Exercise inputs Start Marker
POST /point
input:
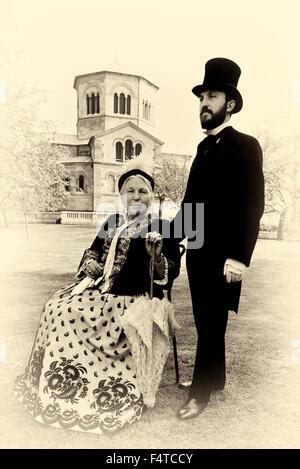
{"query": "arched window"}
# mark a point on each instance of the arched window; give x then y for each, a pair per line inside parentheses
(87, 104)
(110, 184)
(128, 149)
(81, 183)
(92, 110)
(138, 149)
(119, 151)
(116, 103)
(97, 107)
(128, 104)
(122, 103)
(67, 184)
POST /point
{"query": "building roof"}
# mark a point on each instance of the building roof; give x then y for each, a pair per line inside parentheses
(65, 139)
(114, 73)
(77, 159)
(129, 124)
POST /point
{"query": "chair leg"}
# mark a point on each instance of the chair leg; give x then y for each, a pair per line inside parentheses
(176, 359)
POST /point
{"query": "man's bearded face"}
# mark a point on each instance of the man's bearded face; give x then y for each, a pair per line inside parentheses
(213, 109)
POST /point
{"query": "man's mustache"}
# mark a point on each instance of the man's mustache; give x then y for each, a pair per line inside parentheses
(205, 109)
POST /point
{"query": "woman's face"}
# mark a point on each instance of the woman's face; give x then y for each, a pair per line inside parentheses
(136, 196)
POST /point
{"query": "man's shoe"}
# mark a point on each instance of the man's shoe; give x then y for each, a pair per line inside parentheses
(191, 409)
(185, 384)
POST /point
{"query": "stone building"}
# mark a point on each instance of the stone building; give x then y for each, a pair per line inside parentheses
Exercise inputs End Marker
Exercise inputs Start Marker
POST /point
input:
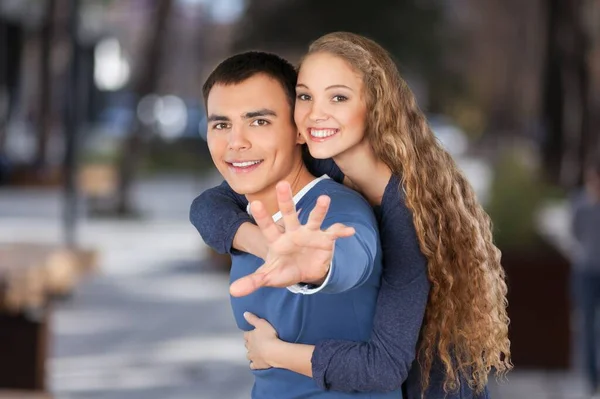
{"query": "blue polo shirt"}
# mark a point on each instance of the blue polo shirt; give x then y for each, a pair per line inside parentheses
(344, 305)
Exercise inputs End Marker
Exercise inputs Start Marker
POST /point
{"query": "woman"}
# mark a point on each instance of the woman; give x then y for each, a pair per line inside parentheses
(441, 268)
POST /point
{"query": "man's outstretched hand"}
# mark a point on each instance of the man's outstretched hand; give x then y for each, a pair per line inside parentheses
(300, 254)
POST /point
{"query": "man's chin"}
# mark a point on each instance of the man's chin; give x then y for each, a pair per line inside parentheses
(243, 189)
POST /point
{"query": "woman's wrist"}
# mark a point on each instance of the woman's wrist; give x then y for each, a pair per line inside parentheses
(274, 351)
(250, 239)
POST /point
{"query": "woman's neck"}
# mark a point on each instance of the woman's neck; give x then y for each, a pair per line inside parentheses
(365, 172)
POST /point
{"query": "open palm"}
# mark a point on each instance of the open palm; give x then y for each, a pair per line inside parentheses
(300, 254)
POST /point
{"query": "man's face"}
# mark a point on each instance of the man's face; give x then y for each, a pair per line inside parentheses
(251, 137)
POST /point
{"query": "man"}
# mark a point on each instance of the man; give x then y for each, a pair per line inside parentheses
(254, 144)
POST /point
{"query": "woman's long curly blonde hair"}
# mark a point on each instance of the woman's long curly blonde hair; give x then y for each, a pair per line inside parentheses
Exercise inputs End Marker
- Action item: Write out, from the lines above, only those from the line with "# mark a point on each instance of the man;" to the line with "# mark a point on each instance of the woman's long", exactly as given, including the first and the last.

- The completed task:
# mark a point on each instance of the man; give x then y for each, a pair per line inside parentheses
(254, 144)
POST /point
{"query": "woman's long curly blonde hair"}
# mark a point on each instance of the woman's long curly blonde hair; give x then y for each, a pair per line inside parentheses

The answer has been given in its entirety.